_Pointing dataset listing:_
☆ ☆ ☆ ☆ ☆ ☆ ☆
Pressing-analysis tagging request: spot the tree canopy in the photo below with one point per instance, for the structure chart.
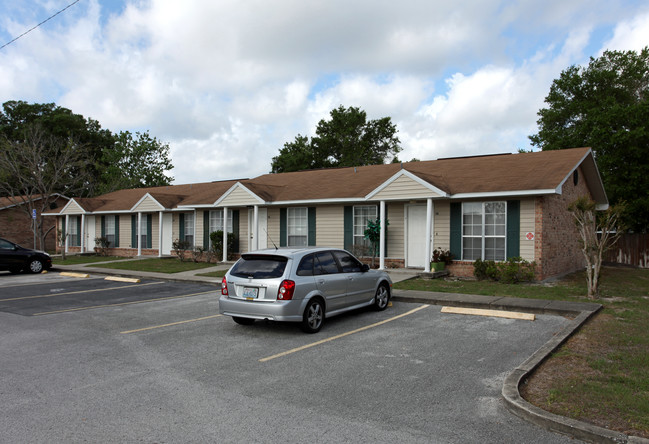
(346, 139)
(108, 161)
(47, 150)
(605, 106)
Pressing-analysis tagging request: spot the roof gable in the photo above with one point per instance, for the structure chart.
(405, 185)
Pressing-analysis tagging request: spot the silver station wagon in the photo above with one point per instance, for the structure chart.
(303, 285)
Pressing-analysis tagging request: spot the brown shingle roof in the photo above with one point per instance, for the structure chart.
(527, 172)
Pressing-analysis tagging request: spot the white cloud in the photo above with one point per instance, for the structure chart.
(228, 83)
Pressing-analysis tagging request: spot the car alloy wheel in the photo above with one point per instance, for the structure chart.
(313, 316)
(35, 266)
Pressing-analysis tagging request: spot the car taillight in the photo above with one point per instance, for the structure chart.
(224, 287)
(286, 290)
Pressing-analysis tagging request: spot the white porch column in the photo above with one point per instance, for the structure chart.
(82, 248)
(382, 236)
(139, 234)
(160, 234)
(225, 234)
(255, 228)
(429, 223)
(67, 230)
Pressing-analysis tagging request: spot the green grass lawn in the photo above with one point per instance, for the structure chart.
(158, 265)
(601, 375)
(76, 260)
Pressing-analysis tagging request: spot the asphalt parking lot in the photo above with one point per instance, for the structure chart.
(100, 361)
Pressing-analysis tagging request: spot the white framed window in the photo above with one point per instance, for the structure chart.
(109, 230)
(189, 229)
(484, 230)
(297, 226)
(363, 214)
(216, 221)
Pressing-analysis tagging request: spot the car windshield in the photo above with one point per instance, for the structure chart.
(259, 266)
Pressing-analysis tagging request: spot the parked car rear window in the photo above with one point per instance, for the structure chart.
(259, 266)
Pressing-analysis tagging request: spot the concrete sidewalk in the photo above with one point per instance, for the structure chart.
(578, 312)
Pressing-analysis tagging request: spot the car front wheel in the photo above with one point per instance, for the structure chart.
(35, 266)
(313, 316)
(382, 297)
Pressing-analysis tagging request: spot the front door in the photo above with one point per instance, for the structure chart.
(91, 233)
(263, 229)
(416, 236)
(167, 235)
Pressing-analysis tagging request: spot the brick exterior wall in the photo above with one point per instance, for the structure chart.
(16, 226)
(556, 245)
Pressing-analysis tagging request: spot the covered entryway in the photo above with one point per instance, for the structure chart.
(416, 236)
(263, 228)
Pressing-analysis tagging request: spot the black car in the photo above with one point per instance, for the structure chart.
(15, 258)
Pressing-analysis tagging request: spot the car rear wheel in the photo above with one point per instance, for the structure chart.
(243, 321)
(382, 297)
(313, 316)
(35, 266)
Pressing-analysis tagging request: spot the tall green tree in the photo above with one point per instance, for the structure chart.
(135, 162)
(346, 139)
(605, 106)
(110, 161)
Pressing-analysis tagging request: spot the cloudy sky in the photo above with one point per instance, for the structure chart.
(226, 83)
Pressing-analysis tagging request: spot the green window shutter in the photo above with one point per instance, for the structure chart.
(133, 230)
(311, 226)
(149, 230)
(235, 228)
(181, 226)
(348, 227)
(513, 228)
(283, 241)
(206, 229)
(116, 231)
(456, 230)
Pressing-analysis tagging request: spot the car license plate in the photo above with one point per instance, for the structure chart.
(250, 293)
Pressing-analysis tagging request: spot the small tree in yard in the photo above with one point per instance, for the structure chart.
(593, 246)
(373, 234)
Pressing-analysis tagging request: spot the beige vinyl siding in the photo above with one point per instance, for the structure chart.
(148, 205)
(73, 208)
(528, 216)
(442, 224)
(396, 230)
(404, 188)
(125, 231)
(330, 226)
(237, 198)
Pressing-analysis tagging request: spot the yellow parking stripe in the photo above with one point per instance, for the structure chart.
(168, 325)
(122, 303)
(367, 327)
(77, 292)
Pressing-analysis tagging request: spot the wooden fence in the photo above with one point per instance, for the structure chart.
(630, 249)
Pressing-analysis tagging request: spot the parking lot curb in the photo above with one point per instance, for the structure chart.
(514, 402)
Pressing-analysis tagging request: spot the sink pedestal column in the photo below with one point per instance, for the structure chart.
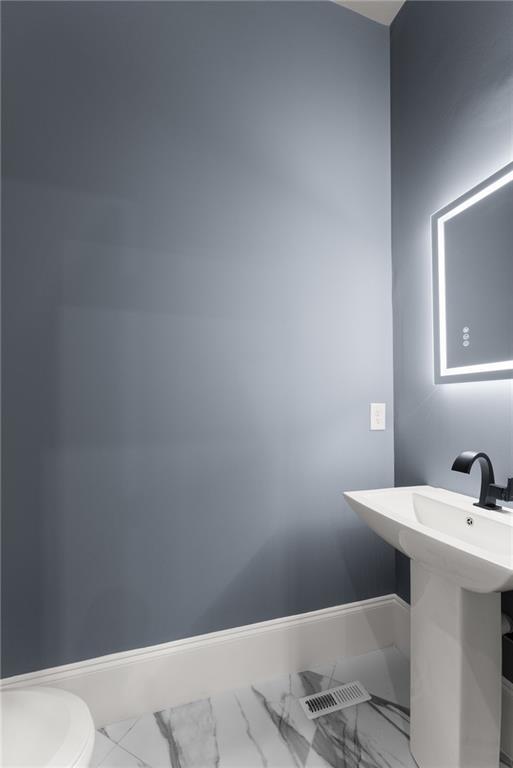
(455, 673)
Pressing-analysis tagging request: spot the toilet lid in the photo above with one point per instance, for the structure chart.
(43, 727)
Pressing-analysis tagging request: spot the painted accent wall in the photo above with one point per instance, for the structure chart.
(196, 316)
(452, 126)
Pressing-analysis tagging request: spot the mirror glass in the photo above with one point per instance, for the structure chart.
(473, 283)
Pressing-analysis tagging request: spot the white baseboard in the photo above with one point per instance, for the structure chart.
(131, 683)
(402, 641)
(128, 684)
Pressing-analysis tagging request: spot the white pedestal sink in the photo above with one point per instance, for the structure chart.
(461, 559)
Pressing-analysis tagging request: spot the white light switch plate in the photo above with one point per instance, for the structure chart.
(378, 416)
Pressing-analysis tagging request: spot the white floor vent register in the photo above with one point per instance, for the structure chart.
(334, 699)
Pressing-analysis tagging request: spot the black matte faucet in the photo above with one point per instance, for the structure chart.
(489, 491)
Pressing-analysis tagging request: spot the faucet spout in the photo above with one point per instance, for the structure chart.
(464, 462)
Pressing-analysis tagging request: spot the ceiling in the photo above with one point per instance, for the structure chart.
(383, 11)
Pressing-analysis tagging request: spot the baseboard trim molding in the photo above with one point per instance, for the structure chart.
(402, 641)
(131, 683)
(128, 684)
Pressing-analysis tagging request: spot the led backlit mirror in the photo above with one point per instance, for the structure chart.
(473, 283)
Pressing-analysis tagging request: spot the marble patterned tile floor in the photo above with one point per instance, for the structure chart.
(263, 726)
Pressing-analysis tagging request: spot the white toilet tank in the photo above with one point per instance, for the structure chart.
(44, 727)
☆ ☆ ☆ ☆ ☆ ☆ ☆
Reproduce verbatim every line of the listing from the one containing "Pressing-analysis tagging request: spot the led" through the end of the listing, including both ends.

Pressing-analysis tagging request: spot the led backlit mirror in the photo above with one point per instance, for the structure chart.
(473, 283)
Pressing-analysis tagging request: spot the marble patterned tile floor in the photo above with one point per instance, for the structure chart.
(263, 726)
Pressing-analysis tagging request: spot the white toilet tank in the photo above with one point per instance, for the structure chart.
(44, 727)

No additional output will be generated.